— Start of Dataset —
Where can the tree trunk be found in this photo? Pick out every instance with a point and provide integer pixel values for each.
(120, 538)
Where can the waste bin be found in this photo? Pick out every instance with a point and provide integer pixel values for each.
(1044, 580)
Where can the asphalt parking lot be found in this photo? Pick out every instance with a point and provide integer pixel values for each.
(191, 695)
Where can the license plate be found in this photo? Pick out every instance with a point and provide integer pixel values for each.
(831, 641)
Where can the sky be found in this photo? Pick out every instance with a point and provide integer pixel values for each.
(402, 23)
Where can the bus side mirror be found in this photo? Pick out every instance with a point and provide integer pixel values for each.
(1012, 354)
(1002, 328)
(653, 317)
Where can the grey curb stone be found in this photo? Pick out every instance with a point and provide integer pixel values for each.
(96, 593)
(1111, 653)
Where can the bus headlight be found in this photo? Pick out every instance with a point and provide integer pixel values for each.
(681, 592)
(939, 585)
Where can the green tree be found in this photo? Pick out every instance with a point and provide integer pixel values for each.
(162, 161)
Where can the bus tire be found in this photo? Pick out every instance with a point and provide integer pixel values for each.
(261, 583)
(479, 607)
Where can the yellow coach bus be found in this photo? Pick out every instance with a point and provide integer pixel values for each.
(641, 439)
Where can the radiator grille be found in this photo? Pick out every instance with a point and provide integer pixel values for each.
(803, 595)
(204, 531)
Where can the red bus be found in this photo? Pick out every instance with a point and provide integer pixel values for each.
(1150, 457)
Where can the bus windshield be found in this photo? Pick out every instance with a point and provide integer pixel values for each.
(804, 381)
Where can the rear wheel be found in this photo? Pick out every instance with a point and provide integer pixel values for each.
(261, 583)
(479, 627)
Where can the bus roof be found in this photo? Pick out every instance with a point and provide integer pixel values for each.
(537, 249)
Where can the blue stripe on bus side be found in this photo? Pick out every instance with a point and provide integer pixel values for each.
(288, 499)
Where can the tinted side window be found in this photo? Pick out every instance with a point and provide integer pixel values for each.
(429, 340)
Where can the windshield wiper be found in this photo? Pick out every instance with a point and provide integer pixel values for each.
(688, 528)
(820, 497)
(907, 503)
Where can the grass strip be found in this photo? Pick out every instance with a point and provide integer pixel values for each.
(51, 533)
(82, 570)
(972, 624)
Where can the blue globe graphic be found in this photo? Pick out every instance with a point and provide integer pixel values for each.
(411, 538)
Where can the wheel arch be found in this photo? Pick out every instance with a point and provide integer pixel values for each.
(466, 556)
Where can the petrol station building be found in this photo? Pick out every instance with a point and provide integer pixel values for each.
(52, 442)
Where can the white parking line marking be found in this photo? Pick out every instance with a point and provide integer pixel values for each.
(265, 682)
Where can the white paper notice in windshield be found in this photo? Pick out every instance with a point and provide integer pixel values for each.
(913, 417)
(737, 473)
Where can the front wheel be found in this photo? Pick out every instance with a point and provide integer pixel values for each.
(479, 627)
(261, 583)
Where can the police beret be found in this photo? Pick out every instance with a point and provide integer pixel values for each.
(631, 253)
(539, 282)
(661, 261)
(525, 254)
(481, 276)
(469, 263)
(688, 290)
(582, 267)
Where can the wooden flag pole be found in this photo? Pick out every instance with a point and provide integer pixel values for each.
— End of Dataset —
Exercise aim -> Rewrite all of the rows above as a numbered list, omitting any blank lines.

Finished answer ->
1. Where can the tree trunk be found in this photo? Pick out every instance with a point and provide integer pixel values for each.
2. (120, 538)
3. Where can the waste bin be found in this photo? Pick out every instance with a point and provide integer pixel values for each.
4. (1044, 580)
5. Where can the asphalt parking lot be found in this photo? Pick out every instance with a point and provide integer pixel values for each.
6. (191, 695)
7. Where can the license plate be found in this photo? Pick out every instance with a point and provide integer pixel values for each.
8. (831, 641)
9. Where can the sky be found in this photo? Pick out every instance with a point and provide integer pixel values for each.
10. (402, 23)
11. Where can the bus side mirror be found in this photo? Pick out every instance with a point and provide integer pixel values for each.
12. (1012, 354)
13. (1002, 328)
14. (653, 317)
15. Where can the grey curb stone be found in this photo? Pick out every instance with a point and provide integer pixel values for each.
16. (96, 593)
17. (1111, 653)
18. Where can the bus headlight be found in this photo? Pick out every instance with a point and provide integer pixel values for each.
19. (681, 592)
20. (939, 585)
21. Where can the green tree be found in this photo? Pick out every instance with a point and provide integer pixel values for each.
22. (162, 161)
23. Where can the bus tire be found in this photo? Pick out every instance with a point and provide integer pixel values for each.
24. (261, 583)
25. (479, 607)
26. Where can the yellow coach bus be found in this photo? Pick out every instance with a point and provide integer pixel values for each.
27. (641, 439)
28. Where can the radiator grille be found in this photo? Pick out every instance with a point and provide integer pixel values for each.
29. (803, 595)
30. (204, 531)
31. Where can the red bus be found in this photo? Pick out every instance with a point and provide integer pixel values for each.
32. (1150, 457)
33. Where can the bus windshield be found in this photo? Pick out every instance with a point and provide integer pixel values for each.
34. (804, 381)
35. Where can the rear wheel be found in this photo? Pick out every instance with a point and provide integer pixel values for each.
36. (261, 583)
37. (479, 627)
38. Where can the bus roof be found in this photo? Pick out every instance with a point and provide integer pixel values for each.
39. (537, 249)
40. Where can the blue stripe on bus side be found in this photo? Pick out every instance with a point and provide integer pixel values for each.
41. (288, 499)
42. Where can the tinted side window be found in this photo? Pick out every instance with a point and provide integer pixel values for each.
43. (429, 340)
44. Where can the windshield wiper be found in this photo? Pick out every instance with a point and provide integer pixel values for each.
45. (688, 528)
46. (820, 497)
47. (907, 503)
48. Where can the grass strip be found in this photo? Pick out every instance with a point and provide integer pixel values for each.
49. (51, 533)
50. (82, 570)
51. (972, 624)
52. Where can the blue globe graphic be found in this photo? Pick out every instance with a point and provide integer pixel values for each.
53. (411, 538)
54. Where can the wheel arch be found in this photo? Pick out every instance with a point and provide integer pixel values for each.
55. (466, 556)
56. Where can the petrol station building be found in this photo? Pick out every instance with a point and provide integer pixel values for each.
57. (52, 442)
58. Where can the white parking line marking be found in this photo? Pick out every instance with a point and provide integer pixel values for each.
59. (265, 682)
60. Where can the white paper notice in windshield be found in this photo? Pick out every instance with a point and provide integer pixel values for each.
61. (913, 417)
62. (737, 473)
63. Where can the front wheel be found in this photo? Pick out every instance with a point and provide integer pixel values for each.
64. (479, 627)
65. (261, 583)
66. Where can the police beret be found in this photo? Pick out every instance with a point and provide integer pixel values for each.
67. (631, 253)
68. (539, 282)
69. (661, 261)
70. (525, 254)
71. (481, 276)
72. (469, 263)
73. (688, 290)
74. (582, 267)
75. Where can the wooden flag pole be found in this photo? Pick out every instance with a point and provide integer pixel values for each.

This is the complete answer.